--- BEGIN ---

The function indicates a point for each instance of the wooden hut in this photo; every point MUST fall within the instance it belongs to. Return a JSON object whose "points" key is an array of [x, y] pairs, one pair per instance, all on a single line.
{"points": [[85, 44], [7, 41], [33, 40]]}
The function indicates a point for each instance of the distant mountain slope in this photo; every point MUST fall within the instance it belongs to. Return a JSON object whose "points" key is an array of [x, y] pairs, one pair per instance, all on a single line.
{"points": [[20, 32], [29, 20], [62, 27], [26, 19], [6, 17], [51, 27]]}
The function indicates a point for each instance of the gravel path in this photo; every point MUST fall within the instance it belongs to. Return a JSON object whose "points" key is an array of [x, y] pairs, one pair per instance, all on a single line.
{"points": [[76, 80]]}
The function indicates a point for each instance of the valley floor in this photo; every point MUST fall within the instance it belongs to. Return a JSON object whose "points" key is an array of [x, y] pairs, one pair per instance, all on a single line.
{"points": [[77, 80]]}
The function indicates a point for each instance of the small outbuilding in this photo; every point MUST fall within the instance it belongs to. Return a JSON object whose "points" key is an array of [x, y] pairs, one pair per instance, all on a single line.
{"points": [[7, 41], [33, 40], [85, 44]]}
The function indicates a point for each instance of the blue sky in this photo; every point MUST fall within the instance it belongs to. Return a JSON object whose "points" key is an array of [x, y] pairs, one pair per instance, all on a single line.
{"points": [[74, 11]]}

--- END ---

◆ **Directions for this task**
Reproduce every entry above word for word, in the same order.

◆ **Solution for this problem**
The function indicates a point for each instance of the wooden hut in this photo; every point MUST fall within the instance it belongs to. Return a JSON object whose "points" key is an array of [x, y] pairs, one pair per instance, all on a single line.
{"points": [[85, 44], [7, 41], [33, 40]]}
The function indicates a point for each instance of the distant mountain slope in this photo; every point MUST fall within the instance it belongs to. Return a JSON object whose "points" key is an array of [x, y] pairs, one pair per instance, all on a single line.
{"points": [[20, 32], [29, 20], [62, 27], [26, 19], [6, 17], [51, 27]]}
The function indicates a point for each instance of the gravel path in this photo; every point MUST fall within the instance it belongs to. Return a JSON object whose "points" key is an array of [x, y] pairs, one pair per instance, all on a single line.
{"points": [[76, 80]]}
The function indicates a point for each instance of the valley floor in this photo; every point MUST fall within the instance it belongs to. Return a JSON object whose "points" key is an array of [x, y] pairs, one pair per instance, all on a single line.
{"points": [[77, 80]]}
The function indicates a point for each instance of the small outbuilding in this photo; every point MUST fall within the instance it belongs to. Return a JSON object whose "points" key is an array of [x, y] pairs, one pair per instance, all on a single line.
{"points": [[7, 41], [33, 40], [85, 44]]}
The function indicates a point for each instance of the blue sky in this photo; every point MUST fall within the instance it belongs to. Return a JSON object whose "points" key is an array of [x, y] pairs, one pair per instance, all on a single line.
{"points": [[74, 11]]}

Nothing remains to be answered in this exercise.